● **Given instruction**
Carry on the forum thread about whether overdrive goes before or after distortion, starting right after its last sentence.

# Pedal Chain - Overdrive Before Distortion?



## david henman (Feb 3, 2006)

...or after?

in general, i mean. i realize that many will have their individual preference.


----------



## hollowbody (Jan 15, 2008)

I always put mine before back when I used more than 1 OD or when I had an OD and Dist. I always liked to stack my dirtboxes in ascending order of dirtiness, so light drive 1st, mid drive 2nd, heavy drive/distortion 3rd and then a boost after all that. But, as you mentioned, it's not a set-in-stone kinda thing. YMMV.


----------



## mhammer (Nov 30, 2007)

For me, this is a no-brainer. Assuming one is running them both concurrently, running a distortion into an overdrive means the overdrive turns into another distortion. Running an overdrive into a distortion means you get to make the distortion as mean as you like.

Note as well, that with so many "overdrives, like the Tube Screamer, trimming the bass off to keep the tone more even and less harsh, that filtering will suck all the guts out of any distortion you stick in front of it. Should the overdrive be situated ahead of the distortion, however, whatever bass enhancement the distortion pedal adds will be much more audible.

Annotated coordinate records
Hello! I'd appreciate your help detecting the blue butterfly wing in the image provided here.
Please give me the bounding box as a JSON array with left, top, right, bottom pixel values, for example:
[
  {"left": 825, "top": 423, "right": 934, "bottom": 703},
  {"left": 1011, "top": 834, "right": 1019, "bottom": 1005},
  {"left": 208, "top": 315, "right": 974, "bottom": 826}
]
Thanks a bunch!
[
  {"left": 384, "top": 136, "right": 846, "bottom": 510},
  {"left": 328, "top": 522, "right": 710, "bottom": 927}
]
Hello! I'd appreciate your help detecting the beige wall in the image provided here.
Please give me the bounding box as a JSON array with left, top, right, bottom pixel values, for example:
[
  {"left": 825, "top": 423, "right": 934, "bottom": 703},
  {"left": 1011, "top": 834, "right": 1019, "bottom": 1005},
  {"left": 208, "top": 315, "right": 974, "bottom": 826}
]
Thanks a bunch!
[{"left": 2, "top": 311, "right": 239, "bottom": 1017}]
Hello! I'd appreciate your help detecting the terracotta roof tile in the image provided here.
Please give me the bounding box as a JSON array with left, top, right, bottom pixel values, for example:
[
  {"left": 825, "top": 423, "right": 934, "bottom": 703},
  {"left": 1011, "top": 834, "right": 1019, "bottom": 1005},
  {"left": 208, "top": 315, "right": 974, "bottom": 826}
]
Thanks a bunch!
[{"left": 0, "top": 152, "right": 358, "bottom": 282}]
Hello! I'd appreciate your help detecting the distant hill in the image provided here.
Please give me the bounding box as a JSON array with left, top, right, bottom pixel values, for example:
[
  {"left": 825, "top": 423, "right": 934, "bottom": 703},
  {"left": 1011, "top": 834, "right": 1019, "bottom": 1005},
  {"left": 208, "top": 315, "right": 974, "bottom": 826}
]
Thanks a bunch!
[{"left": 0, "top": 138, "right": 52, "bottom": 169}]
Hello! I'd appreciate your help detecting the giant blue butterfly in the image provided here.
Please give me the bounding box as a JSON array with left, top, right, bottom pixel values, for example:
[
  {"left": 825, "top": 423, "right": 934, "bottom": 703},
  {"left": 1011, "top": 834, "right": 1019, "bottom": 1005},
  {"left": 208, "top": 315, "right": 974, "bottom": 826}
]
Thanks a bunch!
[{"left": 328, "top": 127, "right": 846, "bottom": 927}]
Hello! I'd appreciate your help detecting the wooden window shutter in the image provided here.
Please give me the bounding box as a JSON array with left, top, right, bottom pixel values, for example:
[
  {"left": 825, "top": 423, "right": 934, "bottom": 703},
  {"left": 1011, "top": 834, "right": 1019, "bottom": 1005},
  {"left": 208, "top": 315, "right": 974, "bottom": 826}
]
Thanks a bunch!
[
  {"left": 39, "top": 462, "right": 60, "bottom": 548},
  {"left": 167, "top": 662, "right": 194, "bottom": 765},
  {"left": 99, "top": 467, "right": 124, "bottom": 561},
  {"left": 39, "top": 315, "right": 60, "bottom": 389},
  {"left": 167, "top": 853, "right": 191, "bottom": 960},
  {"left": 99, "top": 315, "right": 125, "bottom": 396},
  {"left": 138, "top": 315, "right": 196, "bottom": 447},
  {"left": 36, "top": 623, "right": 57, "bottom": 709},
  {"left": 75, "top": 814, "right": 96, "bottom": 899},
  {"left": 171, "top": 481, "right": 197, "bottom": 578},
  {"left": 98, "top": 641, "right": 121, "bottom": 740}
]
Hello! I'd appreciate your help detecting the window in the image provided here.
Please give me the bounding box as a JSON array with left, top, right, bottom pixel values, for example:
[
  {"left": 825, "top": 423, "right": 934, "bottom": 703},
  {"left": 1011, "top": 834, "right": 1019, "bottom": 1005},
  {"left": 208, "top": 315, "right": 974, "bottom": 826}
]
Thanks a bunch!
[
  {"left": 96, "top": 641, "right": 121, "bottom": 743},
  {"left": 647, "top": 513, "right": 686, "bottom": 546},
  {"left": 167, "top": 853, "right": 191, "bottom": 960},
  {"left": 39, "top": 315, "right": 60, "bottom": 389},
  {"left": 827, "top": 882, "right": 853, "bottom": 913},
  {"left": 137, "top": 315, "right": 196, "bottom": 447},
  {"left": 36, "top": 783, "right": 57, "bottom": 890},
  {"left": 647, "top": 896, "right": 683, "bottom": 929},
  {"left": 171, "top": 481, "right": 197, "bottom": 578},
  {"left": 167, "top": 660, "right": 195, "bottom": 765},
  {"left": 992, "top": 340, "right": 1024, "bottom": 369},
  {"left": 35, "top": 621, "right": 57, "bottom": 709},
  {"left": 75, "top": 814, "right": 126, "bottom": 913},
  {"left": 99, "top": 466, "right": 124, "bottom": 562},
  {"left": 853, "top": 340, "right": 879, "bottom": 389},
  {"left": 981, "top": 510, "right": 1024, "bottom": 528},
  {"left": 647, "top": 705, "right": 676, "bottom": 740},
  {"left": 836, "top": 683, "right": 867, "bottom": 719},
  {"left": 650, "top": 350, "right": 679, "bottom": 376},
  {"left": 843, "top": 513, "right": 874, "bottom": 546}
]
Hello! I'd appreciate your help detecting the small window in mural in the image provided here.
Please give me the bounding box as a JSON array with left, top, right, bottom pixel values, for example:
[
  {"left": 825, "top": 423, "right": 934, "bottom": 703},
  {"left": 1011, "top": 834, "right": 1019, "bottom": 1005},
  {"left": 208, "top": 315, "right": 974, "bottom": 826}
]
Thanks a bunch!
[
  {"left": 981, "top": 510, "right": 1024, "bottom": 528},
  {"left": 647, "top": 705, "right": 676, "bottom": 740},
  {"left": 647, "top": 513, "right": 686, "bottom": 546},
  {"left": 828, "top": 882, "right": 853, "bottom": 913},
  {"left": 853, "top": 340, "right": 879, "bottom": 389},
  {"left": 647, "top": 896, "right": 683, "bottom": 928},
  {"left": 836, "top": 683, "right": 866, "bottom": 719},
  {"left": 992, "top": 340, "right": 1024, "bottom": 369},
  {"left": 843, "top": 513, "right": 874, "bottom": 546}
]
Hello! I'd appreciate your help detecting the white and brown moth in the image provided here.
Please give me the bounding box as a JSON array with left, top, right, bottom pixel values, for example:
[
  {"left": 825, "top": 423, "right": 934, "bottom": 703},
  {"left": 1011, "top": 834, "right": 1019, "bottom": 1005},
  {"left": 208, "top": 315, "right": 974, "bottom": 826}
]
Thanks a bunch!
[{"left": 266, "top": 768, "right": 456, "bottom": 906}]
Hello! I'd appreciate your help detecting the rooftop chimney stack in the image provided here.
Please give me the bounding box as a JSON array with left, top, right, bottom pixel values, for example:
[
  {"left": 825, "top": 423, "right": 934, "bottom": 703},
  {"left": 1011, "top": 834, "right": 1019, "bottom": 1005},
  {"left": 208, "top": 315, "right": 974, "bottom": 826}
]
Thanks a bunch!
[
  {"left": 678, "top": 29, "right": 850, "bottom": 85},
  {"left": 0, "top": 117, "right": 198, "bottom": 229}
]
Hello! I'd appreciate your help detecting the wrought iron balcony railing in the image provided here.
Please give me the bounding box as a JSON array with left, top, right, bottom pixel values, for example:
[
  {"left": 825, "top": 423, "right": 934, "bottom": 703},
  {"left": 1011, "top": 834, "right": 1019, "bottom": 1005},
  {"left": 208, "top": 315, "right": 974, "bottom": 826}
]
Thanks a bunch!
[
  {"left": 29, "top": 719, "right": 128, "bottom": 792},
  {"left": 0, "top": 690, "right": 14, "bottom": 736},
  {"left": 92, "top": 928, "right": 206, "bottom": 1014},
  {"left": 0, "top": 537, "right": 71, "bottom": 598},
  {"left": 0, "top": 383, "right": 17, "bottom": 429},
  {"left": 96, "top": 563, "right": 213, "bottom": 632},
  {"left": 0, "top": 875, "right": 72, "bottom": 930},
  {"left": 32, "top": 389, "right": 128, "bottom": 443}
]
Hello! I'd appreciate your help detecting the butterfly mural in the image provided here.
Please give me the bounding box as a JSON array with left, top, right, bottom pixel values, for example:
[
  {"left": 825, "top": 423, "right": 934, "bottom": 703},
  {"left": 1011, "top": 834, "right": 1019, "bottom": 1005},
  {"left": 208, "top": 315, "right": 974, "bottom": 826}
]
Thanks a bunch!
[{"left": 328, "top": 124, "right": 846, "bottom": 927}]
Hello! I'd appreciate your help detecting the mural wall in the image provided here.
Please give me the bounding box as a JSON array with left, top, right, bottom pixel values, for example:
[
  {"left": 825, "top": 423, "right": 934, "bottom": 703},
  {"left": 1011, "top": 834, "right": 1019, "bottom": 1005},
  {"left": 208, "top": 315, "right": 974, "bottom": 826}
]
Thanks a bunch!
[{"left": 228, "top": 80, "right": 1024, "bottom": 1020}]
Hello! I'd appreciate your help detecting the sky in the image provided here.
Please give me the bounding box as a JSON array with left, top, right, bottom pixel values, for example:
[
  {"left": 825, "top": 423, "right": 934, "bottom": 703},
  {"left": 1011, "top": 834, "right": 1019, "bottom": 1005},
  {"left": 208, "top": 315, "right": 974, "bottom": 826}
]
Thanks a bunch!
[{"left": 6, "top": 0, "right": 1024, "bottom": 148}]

● **Expected answer**
----------



## david henman (Feb 3, 2006)

...makes sense. i experimented last night with distortion first, and wasn't happy with the results. tonight i'll switch back.



mhammer said:


> For me, this is a no-brainer. Assuming one is running them both concurrently, running a distortion into an overdrive means the overdrive turns into another distortion. Running an overdrive into a distortion means you get to make the distortion as mean as you like.
> Note as well, that with so many "overdrives, like the Tube Screamer, trimming the bass off to keep the tone more even and less harsh, that filtering will suck all the guts out of any distortion you stick in front of it. Should the overdrive be situated ahead of the distortion, however, whatever bass enhancement the distortion pedal adds will be much more audible.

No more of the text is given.